JOB -> Please rewrite every line of the entries below as a Markdown table with two columns, Row for the line number and Text for the line itself, leaving out blank lines.
********************
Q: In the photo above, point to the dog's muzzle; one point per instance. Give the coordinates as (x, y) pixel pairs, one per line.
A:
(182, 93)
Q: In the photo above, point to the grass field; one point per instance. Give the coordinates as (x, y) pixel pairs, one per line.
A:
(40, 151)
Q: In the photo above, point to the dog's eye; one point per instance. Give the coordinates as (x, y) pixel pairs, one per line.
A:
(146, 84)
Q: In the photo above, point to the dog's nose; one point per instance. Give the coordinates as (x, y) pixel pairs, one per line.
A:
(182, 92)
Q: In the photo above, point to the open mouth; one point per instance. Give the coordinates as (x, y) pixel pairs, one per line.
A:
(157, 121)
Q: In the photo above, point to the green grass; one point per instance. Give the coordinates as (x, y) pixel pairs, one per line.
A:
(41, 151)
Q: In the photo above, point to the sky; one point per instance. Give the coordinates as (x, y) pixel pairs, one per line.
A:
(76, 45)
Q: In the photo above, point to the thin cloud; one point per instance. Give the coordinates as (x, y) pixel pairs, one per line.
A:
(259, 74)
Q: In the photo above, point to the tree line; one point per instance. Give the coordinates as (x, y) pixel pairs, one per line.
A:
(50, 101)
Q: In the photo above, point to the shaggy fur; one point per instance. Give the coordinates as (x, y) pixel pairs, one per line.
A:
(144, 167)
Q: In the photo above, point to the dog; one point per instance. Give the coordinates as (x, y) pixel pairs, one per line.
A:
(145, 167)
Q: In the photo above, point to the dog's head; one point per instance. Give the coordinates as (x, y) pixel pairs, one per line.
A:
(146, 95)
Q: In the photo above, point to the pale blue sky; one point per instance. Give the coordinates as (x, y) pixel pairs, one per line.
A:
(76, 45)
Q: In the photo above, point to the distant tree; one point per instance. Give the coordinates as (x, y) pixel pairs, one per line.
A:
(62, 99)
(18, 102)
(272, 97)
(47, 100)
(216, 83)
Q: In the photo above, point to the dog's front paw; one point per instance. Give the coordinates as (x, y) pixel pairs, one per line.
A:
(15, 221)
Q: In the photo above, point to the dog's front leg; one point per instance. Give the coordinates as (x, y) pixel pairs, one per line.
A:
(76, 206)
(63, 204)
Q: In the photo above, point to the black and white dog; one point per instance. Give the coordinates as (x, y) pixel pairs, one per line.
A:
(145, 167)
********************
EXPECTED ANSWER ->
| Row | Text |
|---|---|
| 1 | Q: In the photo above, point to the dog's muzzle; one point per instance. Give the coordinates as (x, y) pixel pairs, one per line. |
| 2 | A: |
| 3 | (182, 93) |
| 4 | Q: In the photo above, point to the grass field; one point per instance. Give the coordinates as (x, y) pixel pairs, one per line. |
| 5 | A: |
| 6 | (40, 151) |
| 7 | Q: In the photo above, point to the dog's eye; one point per instance. Give the coordinates as (x, y) pixel pairs, one per line. |
| 8 | A: |
| 9 | (146, 84) |
| 10 | Q: In the photo above, point to the dog's nose; one point per instance. Give the coordinates as (x, y) pixel pairs, one per line. |
| 11 | A: |
| 12 | (182, 92) |
| 13 | Q: In the photo above, point to the open mouth; one point per instance. Give the coordinates as (x, y) pixel pairs, one per line. |
| 14 | A: |
| 15 | (157, 121) |
| 16 | Q: In the photo above, point to the green grass; one point per instance. Give the coordinates as (x, y) pixel pairs, one per line. |
| 17 | A: |
| 18 | (41, 151) |
| 19 | Q: In the photo above, point to the sky; one point per instance. Give the coordinates as (x, y) pixel pairs, one per line. |
| 20 | A: |
| 21 | (76, 45) |
| 22 | Q: In the photo above, point to the thin cloud; one point per instance. Give the coordinates as (x, y) pixel pairs, one per line. |
| 23 | A: |
| 24 | (259, 74) |
| 25 | Q: In the photo above, point to the tree line; one point per instance. Give the coordinates as (x, y) pixel pairs, one per line. |
| 26 | A: |
| 27 | (50, 101) |
| 28 | Q: In the photo above, point to the shaggy fur; one point per instance. Give the coordinates as (x, y) pixel pairs, one per line. |
| 29 | A: |
| 30 | (144, 167) |
| 31 | Q: In the photo above, point to the dog; one point per instance. Give the coordinates as (x, y) pixel pairs, one per line. |
| 32 | A: |
| 33 | (145, 167) |
| 34 | Q: In the photo above, point to the dog's head; one point per instance. Give the coordinates as (x, y) pixel pairs, one per line. |
| 35 | A: |
| 36 | (146, 95) |
| 37 | Q: In the photo above, point to the pale blue sky; one point per instance. Give the coordinates as (x, y) pixel pairs, one per line. |
| 38 | A: |
| 39 | (76, 45) |
| 40 | Q: In the photo above, point to the distant tree; one point per instance. Give the coordinates as (x, y) pixel pairs, one per line. |
| 41 | A: |
| 42 | (62, 99) |
| 43 | (18, 102) |
| 44 | (272, 97) |
| 45 | (47, 100) |
| 46 | (216, 83) |
| 47 | Q: In the photo above, point to the dog's front paw; one point per instance. Give the coordinates as (x, y) pixel pairs, one per line. |
| 48 | A: |
| 49 | (15, 221) |
| 50 | Q: In the photo above, point to the dog's front leg; one point per instance. Give the coordinates as (x, y) pixel pairs, one per line. |
| 51 | A: |
| 52 | (76, 206) |
| 53 | (63, 204) |
| 54 | Q: In the photo above, point to the black and white dog; one point per instance. Give the coordinates as (x, y) pixel pairs, one per line. |
| 55 | A: |
| 56 | (145, 167) |